PAGE EXTRACT:

--- Begin ---

Please note that we replaced $π^{σ} (h, h^{'})$ with $π^{σ} (h a, h^{'})$ as we can discard the probability of going from $h$ to $h a$ where $h a$ is the game state implied by playing action $a$ in game state $h$ . We can do this because we assume we played $a$ with probability 1.

We can easily abstract the whole thing as a ‘combining experts advice’ model via an interpretation similar to the Rock-Paper-Scissors game from the previous section:

At our decision point, we have a fixed finite set of actions $A (I)$ (or experts’ advice).
We assume we act in our information set $I$ according to some algorithm $H$ repeatedly over time.
Algorithm $H$ ’s job is to update probabilities of actions being played (behavioral strategy at our decision point).
For every $t$ , we have a probability distribution over actions $σ_{H}^{t} (I)$ that expresses our confidence of playing them (behavioral strategy/trust towards experts learned by $H$ ).
For every $t$ , a black-box mechanism (environment) triggers a reward vector being revealed (vector of unnormalized counterfactual utilities, one for each action, expressing consequences of playing these actions).

--- End ---

GIVEN REQUEST 1:
Rewrite every one of the rows below in full, request lines included. Multiply each point coordinate in the answers by 2.6 and round to whole numbers, halves up, leaving the requests and their format samples unchanged.

DATASET EXTRACT:
--- Begin ---

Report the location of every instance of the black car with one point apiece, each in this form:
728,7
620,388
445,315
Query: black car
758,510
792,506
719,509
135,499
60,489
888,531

--- End ---

GIVEN REQUEST 2:
Condense the paragraph of the regret-minimization excerpt that begins "Please note that we replaced" into one or two shorter sentences that keep its main facts.

CORRECT RESULT 1:
Report the location of every instance of the black car with one point apiece, each in this form:
728,7
620,388
445,315
Query: black car
1971,1326
2059,1316
1869,1323
351,1297
156,1271
2309,1381

CORRECT RESULT 2:
$π^{σ} (h, h^{'})$ was replaced with $π^{σ} (h a, h^{'})$, where $h a$ is the state reached by playing action $a$ in $h$. The probability of moving from $h$ to $h a$ can be dropped because $a$ is assumed to be played with probability 1.